Source data

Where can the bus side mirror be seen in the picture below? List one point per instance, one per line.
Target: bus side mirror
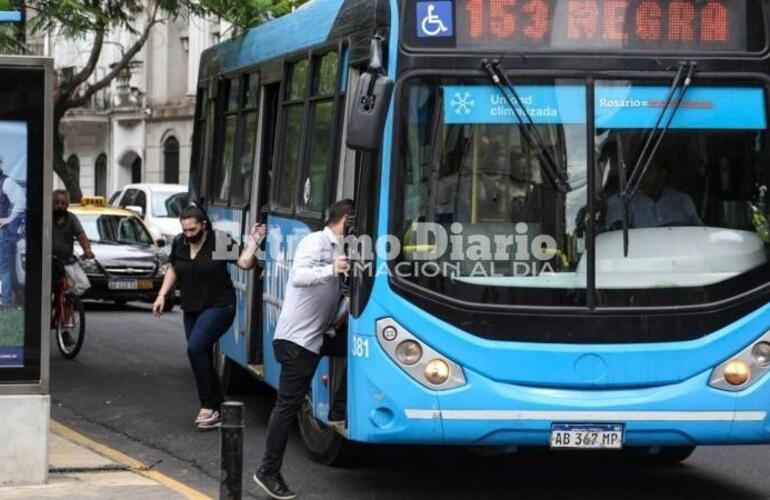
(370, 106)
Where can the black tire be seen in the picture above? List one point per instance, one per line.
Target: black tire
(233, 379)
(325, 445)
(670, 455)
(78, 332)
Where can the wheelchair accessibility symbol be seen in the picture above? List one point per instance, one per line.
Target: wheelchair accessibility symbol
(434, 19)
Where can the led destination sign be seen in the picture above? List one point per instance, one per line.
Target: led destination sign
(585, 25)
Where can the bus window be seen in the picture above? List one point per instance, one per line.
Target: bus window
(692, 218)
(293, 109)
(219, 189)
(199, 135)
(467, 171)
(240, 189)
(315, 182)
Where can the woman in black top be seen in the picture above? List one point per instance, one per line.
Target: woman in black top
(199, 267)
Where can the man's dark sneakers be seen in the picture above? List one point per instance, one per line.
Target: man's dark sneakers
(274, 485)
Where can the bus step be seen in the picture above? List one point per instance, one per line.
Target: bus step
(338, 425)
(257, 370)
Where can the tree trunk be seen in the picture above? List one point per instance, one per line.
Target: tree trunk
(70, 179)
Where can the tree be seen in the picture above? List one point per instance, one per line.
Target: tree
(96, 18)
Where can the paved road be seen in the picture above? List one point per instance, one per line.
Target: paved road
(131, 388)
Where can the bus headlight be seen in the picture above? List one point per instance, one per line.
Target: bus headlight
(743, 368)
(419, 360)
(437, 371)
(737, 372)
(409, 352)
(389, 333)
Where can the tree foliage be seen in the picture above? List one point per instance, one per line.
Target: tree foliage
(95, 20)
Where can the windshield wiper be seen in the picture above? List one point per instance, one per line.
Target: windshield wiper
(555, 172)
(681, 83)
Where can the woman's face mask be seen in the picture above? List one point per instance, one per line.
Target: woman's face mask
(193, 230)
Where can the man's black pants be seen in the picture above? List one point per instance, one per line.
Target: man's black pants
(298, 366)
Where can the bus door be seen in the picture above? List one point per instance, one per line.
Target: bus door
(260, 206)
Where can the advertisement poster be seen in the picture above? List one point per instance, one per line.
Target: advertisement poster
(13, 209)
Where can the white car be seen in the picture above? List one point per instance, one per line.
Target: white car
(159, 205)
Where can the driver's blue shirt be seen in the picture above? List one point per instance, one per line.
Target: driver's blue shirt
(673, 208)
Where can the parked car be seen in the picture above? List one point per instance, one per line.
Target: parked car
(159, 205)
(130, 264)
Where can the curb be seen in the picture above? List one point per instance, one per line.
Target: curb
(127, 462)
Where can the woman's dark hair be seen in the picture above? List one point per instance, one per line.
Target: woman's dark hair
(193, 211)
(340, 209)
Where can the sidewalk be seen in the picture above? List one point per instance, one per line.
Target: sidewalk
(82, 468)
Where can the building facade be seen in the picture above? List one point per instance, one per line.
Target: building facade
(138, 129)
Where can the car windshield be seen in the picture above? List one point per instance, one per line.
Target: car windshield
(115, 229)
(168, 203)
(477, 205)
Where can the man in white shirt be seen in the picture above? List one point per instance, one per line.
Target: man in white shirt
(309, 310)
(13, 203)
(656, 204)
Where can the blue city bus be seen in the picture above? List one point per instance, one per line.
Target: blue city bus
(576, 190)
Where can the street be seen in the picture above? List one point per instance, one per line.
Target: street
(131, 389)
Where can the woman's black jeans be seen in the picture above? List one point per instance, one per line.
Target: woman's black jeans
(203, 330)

Work to be completed
Print the whole listing above line for line, without changes, and leave out the pictures.

Written reply
Where can the bus side mirror be seen in the picture below? List one point per instance, one per line.
Target: bus side mirror
(370, 106)
Where can the black tire be seen in the picture above? List one point per instance, one per line.
Target: black tire
(233, 379)
(325, 445)
(670, 455)
(78, 332)
Where can the wheelchair accessibility symbol be seen in the picture above? List one point per instance, one per line.
Target: wheelchair accessibility symbol
(434, 19)
Where can the led destination sign be seen in the picture above? List one point per instance, one per line.
Target: led destination sign
(585, 25)
Where can the bus window be seen in the picture above? List one point per instance, one per line.
Target: bus window
(692, 218)
(293, 109)
(219, 189)
(199, 135)
(467, 171)
(240, 189)
(315, 182)
Where can the woman in black top be seen in the picture above? List one point per instance, one per line.
Target: woman in black top
(199, 267)
Where can the man's dark sneakers be seen in the picture above? List one point per instance, one per line.
Target: man's dark sneakers
(274, 485)
Where can the bus step be seen in the picture above? List one point per instance, one per line.
Target: bus step
(338, 425)
(257, 370)
Where can the tree trunk be seen in the picture above? List one point per instance, one per line.
Target: tree trunk
(70, 179)
Where can the tree be seen in the picture above? List one point per instance, one per line.
Target: tree
(96, 18)
Where can the paved road be seen in the picture above? List one point per instance, one per line.
Target: paved road
(131, 388)
Where can the bus headlight be seen in the picture above? List one point per instance, one per line.
Target: bus headlight
(743, 368)
(419, 360)
(437, 371)
(737, 372)
(409, 352)
(389, 333)
Where can the tree foliage be seen in the picture above? List one point per instance, one per line.
Target: tree foliage
(95, 20)
Where can the windshield wiper be seen in the picture above? List one point per instance, one per line.
Target: windshield wiper
(555, 172)
(681, 83)
Where can the woman's face mask be seen in the picture above? List one point per instance, one per line.
Target: woman's face mask
(193, 230)
Where can the man's black pants be seen in the picture above? List one point per instance, one per line.
Target: man's black pants
(298, 366)
Where can the bus door be seen in the picture above? List one point per instance, one per line.
Target: bus door
(260, 206)
Where can the advertisement poster be seen in the picture above? List one point per instance, one per line.
Target: advertisement poster
(13, 209)
Where can the white car be seen in the picture above? List one point per instance, one per line.
Target: white car
(159, 205)
Where can the driver's blue shirt be seen in the picture above? List one point per instance, one per line.
Target: driver's blue shirt
(673, 208)
Where can the parked car be seen in the picture above? List one point per instance, one per line.
Target: parked car
(159, 205)
(130, 264)
Where can the curb be seen in the picture above? List one point per instance, one per line.
Target: curb
(127, 462)
Where can the woman's dark hair be seen in the picture above? List one point per instance, one per line.
Target: woman's dark hair
(193, 211)
(340, 209)
Where can the sidewalk be seen in the picture above? List one point per instance, one per line.
Target: sidewalk
(82, 468)
Where can the building facade be seen in the picture above? List one point per instance, one per line.
Target: building facade
(138, 129)
Where can the car windshield be seen in the picture above? List one point per instance, one per line.
Target: car windshield
(115, 229)
(168, 203)
(477, 205)
Where can the man in white shirt be seen in the picture above? List one point per instance, one per line.
Target: man in white shirt
(309, 310)
(13, 203)
(656, 204)
Where can the blue city bus be seen in the picture above? List one point per instance, one per line.
Target: blue city bus
(576, 190)
Where can the street be seen in the picture above? List one point per instance, one per line.
Target: street
(131, 389)
Where can the woman's black jeans be seen in the picture above? List one point per instance, one per line.
Target: woman's black jeans
(203, 330)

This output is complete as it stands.